Page:
==============================
Japanese thoroughbred race

The Principal Stakes (in Japanese: プリンシパルステークス) is a listed race for three-year-old stallions and mares in the Japan Racing Association.

==Race details==

The race was established in 1996 as a qualifying race for the Tokyo Yūshun, which is run in late May or early June. The winner of this race will be given Priority entry rights to the Japanese Derby. To those who wish to qualify for Tokyo Yūshun, winning this race is normally the final chance.

It is an international race, typically held in May.
==============================
Dataset content:
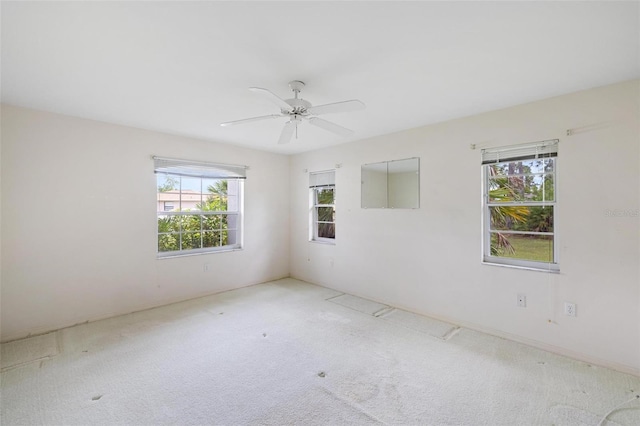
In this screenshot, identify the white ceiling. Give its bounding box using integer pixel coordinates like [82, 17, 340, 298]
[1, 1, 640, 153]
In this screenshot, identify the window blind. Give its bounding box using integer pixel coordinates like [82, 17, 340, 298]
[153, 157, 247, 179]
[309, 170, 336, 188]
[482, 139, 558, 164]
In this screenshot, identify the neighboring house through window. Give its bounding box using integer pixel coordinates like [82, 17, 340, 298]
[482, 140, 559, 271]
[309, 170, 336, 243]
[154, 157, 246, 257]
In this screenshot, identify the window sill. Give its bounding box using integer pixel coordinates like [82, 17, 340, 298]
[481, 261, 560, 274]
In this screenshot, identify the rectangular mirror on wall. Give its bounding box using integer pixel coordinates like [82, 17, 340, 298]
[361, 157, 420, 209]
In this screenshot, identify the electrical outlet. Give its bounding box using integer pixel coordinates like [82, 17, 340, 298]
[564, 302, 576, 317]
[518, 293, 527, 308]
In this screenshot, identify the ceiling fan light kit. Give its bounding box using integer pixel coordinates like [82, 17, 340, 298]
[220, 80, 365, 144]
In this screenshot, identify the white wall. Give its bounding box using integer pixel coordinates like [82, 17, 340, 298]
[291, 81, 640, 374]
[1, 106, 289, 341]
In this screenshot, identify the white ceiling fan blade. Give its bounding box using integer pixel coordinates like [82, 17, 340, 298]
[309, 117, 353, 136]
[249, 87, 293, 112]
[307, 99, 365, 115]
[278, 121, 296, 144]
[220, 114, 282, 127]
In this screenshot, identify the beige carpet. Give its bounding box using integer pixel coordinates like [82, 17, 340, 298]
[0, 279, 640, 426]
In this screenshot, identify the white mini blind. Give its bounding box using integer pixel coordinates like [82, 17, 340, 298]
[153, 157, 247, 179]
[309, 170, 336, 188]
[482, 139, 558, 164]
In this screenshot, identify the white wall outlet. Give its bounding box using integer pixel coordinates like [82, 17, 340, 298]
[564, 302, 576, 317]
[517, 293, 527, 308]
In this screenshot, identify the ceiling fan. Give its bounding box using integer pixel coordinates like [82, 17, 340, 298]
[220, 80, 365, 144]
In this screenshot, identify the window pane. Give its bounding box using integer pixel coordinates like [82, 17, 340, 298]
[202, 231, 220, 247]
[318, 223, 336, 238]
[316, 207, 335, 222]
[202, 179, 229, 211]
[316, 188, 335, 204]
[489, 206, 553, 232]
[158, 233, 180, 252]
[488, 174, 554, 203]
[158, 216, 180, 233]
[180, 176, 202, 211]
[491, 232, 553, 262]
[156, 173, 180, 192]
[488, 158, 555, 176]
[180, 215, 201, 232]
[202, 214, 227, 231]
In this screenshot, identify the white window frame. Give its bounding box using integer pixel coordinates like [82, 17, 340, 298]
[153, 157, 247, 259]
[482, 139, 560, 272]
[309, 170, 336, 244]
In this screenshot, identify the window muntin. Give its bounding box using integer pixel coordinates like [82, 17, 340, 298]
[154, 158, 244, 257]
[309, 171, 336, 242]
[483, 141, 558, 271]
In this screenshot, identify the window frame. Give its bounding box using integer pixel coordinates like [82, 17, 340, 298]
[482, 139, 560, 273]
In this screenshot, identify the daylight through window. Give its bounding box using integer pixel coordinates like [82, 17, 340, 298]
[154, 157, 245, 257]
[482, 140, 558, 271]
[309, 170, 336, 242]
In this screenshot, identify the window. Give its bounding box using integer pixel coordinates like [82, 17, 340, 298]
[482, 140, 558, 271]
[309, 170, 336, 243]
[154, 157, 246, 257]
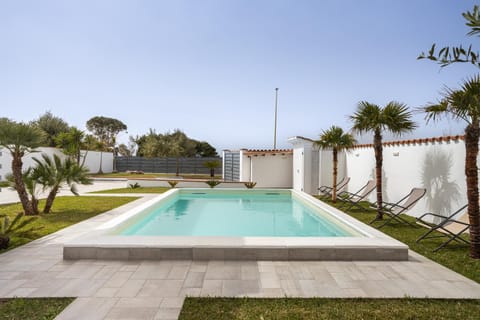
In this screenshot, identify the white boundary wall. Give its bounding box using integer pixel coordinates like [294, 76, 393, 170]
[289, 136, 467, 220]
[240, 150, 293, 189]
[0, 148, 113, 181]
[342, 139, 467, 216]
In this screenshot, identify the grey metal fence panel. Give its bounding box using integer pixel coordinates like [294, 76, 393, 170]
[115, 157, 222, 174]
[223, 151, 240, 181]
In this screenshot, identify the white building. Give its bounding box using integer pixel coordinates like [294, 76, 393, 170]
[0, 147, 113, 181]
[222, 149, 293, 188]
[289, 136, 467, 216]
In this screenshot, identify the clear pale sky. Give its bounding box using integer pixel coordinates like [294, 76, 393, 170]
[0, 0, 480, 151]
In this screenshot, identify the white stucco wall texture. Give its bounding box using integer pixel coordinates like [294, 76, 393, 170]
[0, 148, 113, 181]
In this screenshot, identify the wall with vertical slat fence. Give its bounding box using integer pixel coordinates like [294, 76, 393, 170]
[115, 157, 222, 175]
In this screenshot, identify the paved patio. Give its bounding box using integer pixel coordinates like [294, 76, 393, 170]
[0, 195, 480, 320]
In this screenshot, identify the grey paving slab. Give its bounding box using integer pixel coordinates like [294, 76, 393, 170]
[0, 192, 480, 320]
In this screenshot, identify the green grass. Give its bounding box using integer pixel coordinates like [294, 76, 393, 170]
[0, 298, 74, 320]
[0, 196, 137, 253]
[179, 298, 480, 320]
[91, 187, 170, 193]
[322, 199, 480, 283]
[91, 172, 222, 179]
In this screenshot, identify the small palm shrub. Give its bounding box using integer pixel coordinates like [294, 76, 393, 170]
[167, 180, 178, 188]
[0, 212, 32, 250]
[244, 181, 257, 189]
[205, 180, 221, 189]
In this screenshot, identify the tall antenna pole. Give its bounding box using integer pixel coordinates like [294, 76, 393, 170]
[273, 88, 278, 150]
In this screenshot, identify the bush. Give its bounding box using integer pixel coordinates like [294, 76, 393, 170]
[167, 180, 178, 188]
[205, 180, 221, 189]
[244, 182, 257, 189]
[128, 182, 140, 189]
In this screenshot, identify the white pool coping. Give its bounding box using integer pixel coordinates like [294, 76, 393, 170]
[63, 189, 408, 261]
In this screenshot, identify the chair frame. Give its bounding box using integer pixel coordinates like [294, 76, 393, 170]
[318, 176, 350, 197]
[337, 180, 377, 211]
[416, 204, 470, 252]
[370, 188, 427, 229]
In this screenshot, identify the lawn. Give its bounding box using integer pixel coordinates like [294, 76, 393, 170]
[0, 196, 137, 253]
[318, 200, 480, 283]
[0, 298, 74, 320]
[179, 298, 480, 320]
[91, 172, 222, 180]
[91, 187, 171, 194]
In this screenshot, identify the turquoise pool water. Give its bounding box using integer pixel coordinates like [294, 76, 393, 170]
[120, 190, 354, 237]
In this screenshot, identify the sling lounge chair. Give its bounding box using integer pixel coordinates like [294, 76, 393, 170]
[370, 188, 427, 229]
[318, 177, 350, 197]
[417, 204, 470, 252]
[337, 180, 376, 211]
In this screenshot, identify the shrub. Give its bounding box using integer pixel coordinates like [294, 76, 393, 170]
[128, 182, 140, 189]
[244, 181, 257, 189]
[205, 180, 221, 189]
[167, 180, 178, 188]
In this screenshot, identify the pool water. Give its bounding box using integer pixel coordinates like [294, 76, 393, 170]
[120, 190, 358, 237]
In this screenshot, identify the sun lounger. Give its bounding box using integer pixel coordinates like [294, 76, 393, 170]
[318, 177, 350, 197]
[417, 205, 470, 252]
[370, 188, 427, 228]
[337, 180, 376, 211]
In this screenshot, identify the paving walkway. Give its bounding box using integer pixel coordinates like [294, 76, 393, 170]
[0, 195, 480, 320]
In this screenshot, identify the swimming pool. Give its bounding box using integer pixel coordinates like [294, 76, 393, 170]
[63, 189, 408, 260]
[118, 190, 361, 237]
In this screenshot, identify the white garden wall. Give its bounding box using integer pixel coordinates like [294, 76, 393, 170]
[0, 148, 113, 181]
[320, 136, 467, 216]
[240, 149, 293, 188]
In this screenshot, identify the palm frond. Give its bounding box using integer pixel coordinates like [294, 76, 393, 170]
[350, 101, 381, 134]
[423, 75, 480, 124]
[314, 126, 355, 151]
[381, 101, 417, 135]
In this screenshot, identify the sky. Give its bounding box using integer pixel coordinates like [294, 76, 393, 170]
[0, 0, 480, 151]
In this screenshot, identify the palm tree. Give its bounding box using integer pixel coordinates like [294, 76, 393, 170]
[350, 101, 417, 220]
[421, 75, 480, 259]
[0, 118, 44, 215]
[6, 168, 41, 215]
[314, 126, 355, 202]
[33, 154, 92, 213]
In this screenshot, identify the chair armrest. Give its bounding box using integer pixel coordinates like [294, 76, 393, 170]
==============================
Requirements: According to the text on the Principal Stakes, what does the winner of the race receive?

Right answer: Priority entry rights to the Japanese Derby.